Source excerpt:
========
WVar (also termed MS) = 1.3435

The final result of our ANOVA is a comparison of these two quantities, the between variance and the pooled within variance. Here’s where things get complicated. What we’ve developed are two estimates of the variability of the data, that have a very important difference. The RMS (and thereby the MS) were calculated from the noise of each detector separately, with no consideration given to their relative values (which represent the responsivities of the [simulated] detectors), therefore the RMS is independent of the actual responsivity. However, since the responsivity of the detectors will affect the mean responses of each detectors, the SDB value is affected by the responsivity, and herein is the value and the beauty of the ANOVA technique.

 

 

So we’ve developed two estimates of the noise of the detectors, one of which is sensitive to the detectors’ responsivities and one that isn’t. Therefore, if the responsivities are all the same, then the two noise estimates should be the same (as always, within the bounds allowed by the random fluctuations). But if the detector responsitivies are different, then the value of SDB should be (statistically significantly) larger than the value of SDW. A statistically significant difference, therefore, indicates that there is a real, physical phenomenon affecting at least one of the detector’s responses, that makes it respond differently than the other detectors. This doesn’t necessarily tell us how many detectors are affected, nor which ones. Nevertheless, since it is statistically significant, it is a strong indication that at least one of the detectors differs from the others, as was discussed above.

There is one more effect we need to accommodate before we can actually make the comparison of these two values. When we want to compare the two variances (or the two standard deviations), we have to be sure we are comparing corresponding quantities. If we were to compare different quantities, getting a different result would not be very surprising. In our case, we have to look carefully at the two standard deviations we wish to compare. One of the standard deviations (0.3492, with corresponding variance of 0.1219) is that of the means, the other (1.1591, with corresponding variance of 1.3435) is that of the data itself. 

How can we reconcile these two different variances so that we can compare them? We use the fact that the standard deviation of the mean is estimated by 1/sqrt(n) times the standard deviation of the data, where n is the number of data points used in the computation of the mean. The variance of the mean is therefore estimated by 1/n times the standard deviation of the data. Now, we have two estimates of the variance of the mean: BVar and 1/n * WVar.

Another way to express it is to say that BVar is what the variance of the means actually is and 1/n * WVar is what the variance of the means should be, based on the variances of the individual detector readings

Finally, now we can compare them. Since each mean is calculated from 20 readings, the divisor term (n) is 20. We can now compare these two estimates of the variance of the means

• BVar = 0.1219

• 1/n * WVar = 1.1591/20 = 0.0580

Dividing one of these values by the other is called an F test, because ratios of variances follow what is known to statisticians as an F distribution:

 

F = 0.1219/0.0580 = 2.10

 

Well, that seems like an appreciable difference. But is it large enough for us to say that there is statistical significance to that difference? The way to answer that sort of question is to compare the F-value you calculated from your data to the known threshold F-values that statisticians have calculated for all sorts of experimental and statistical conditions, and compiled in tables; alternatively, some computer programs have the capability of computing these threshold values on the fly as the data are analyzed. These values define the threshold (what statisticians call the critical value) of the test statistic, beyond which the results are statistically significant. For our example, the critical value is 3.13. Since the value we obtained from our data (2.10) is less than the critical value, we have no evidence for thinking that any effects other than the random variability of the data is operating to cause the spread seen in the means.
========
Information supplied:
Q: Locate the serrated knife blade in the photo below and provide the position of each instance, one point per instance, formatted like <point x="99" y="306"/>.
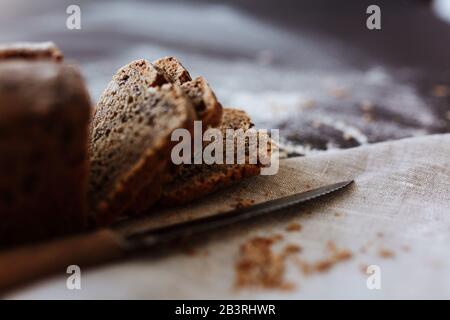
========
Required actions:
[1] Answer these questions from the ANOVA excerpt:
(a) How many readings is each mean calculated from?
(b) What is dividing one of the two variance estimates by the other called?
(c) What critical value is given for the example?
[2] Decide whether each statement agrees with the ANOVA excerpt. Answer yes or no and quote the words of the excerpt that decide it.
(a) The RMS depends on the actual responsivity of the detectors.
(b) A statistically significant difference tells us which detectors are affected.
(c) Ratios of variances follow an F distribution.
[3] Pick up the ANOVA excerpt after its final sentence and carry it forward.
The listing stands apart from the ANOVA excerpt as separate material.

In response:
[1]
(a) 20 readings.
(b) An F test.
(c) 3.13.

[2]
(a) No: "therefore the RMS is independent of the actual responsivity."
(b) No: "This doesn’t necessarily tell us how many detectors are affected, nor which ones."
(c) Yes: "because ratios of variances follow what is known to statisticians as an F distribution"

[3]
 

 

The Effect of Adding a Perturbation

In Table II we have a similar set of data. In fact, Table II is the same as Table I except that a small constant (0.2) has been added to all the entries in one of the columns and subtracted from all the entries in one of the other columns. This is to simulate a small physical effect operating on those two detectors. We can now go through a similar analysis of Table II as we did for Table I except that we omit the extended explanatory comments.

 

From the data in Table II, we can calculate SDB and SDW:

SDB = 0.4804

Pooled SDW = RMS = 1.1591 (the same as for the original data, since we haven’t changed the relationships between the several readings from each detector)

Converting these to variances, simply by squaring them:

BVar = 0.2308

WVar = 1.3435 (same as previously)

1/n * WVar = 1.1591/20 = 0.0580 (same as previously)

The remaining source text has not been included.